Extract to read =>

▶

If you can't make it better you can laugh at it. ~Erma Bombeck


Wednesday, October 31, 2007

HOWL-O-WEEN Bad Joke of the Day

What did the baby vampire say: WAAAAA!! WAAAAA!! I WAAAAANT TO SUCK YOUR BLOOOOD!!!

Courtesy of my youngest... at the dinner table... when he was 6. See - we did sit down to dinner like normal people!


Tuesday, October 30, 2007


3-05-08 - Edited to correct typos that were bugging the crud out of me!!

For the first 22 years of my current marriage, I could catalog the number of meals I cooked on one page of a 12-month calendar. Early in our marriage, I learned that Hubby liked cooking and was pretty good at it, too. For him, it is a rather cathartic way to wind down. (Yes, he has brothers. No, you don’t want to meet them!) I could (can) also cook and actually have given hubby lots of lessons and pointers over the years. But for me it is definitely NOT a pleasurable experience.

It never ceases to amaze me that I can walk into a fully stocked pantry and stand there for an hour unable to figure out where to start. Mr. Proud Pan can walk into an almost empty pantry and find enough stuff to create a near gourmet-style meal! His creations are not only tasty, but also beautifully presented. With mine, you should consider yourself lucky if I take out plates and spoons to use while you dig your meal out of the pot on the stove. Presentation is just not that important unless it’s a special occasion…then I’ll actually go to the trouble of taking down the good plates and silver for you to use to dig your meal out of the pot on the stove! Just kidding! Even though I detest the job to the very core of my being, I do know how to set a table and cook a great meal. It’s really just the planning part that hangs me up… unless I’m realllllly hungry.

◀

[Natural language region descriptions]
▶

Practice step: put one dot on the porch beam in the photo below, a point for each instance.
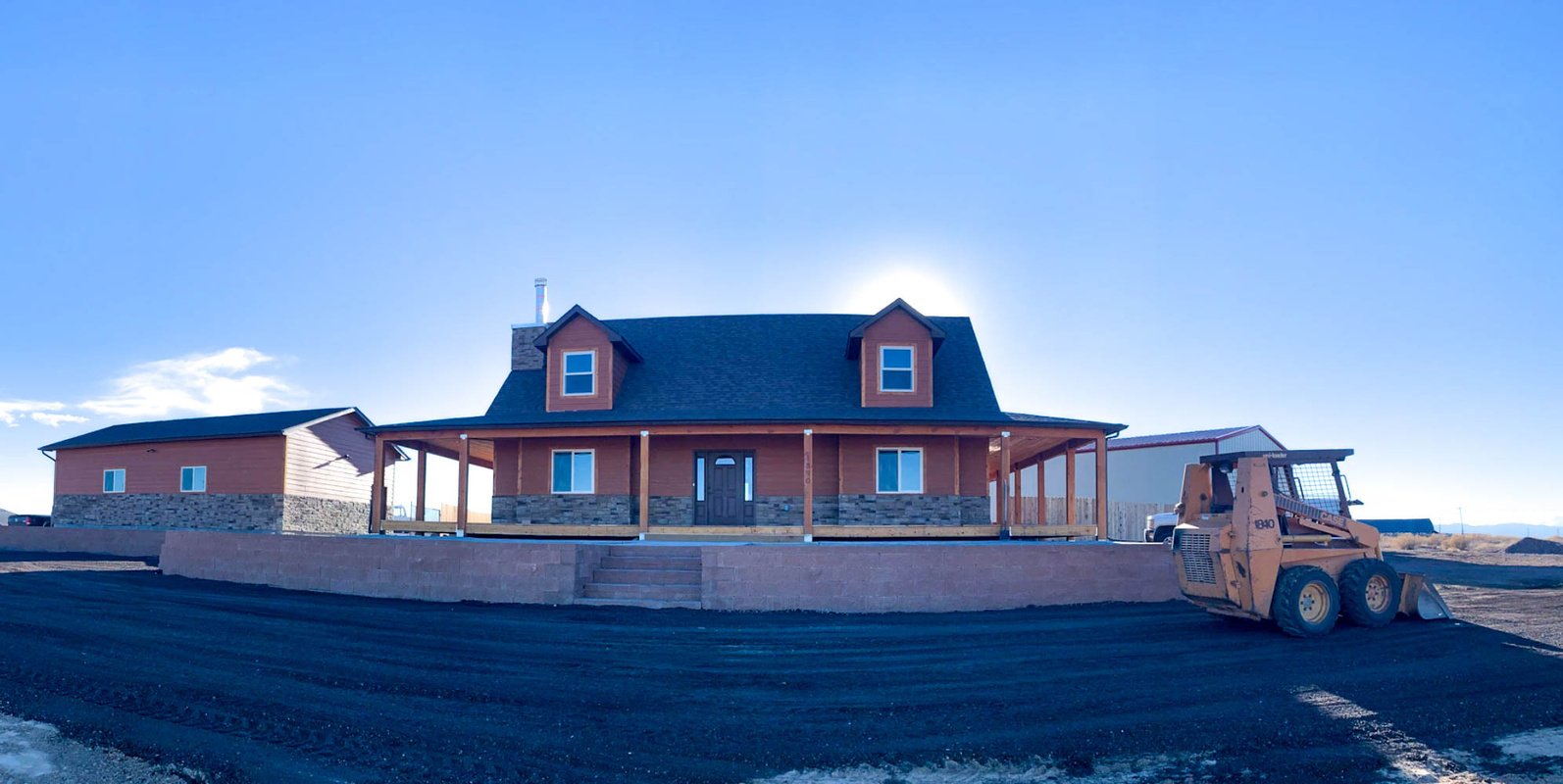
(752, 430)
(1000, 489)
(377, 492)
(463, 463)
(808, 484)
(1100, 488)
(1070, 511)
(423, 484)
(646, 483)
(1041, 491)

◀

What is required => Copy the passage from the blog text above, from "HOWL-O-WEEN Bad Joke" to "out of me!!", word for word.

Answer for this exercise =>
HOWL-O-WEEN Bad Joke of the Day

What did the baby vampire say: WAAAAA!! WAAAAA!! I WAAAAANT TO SUCK YOUR BLOOOOD!!!

Courtesy of my youngest... at the dinner table... when he was 6. See - we did sit down to dinner like normal people!


Tuesday, October 30, 2007


3-05-08 - Edited to correct typos that were bugging the crud out of me!!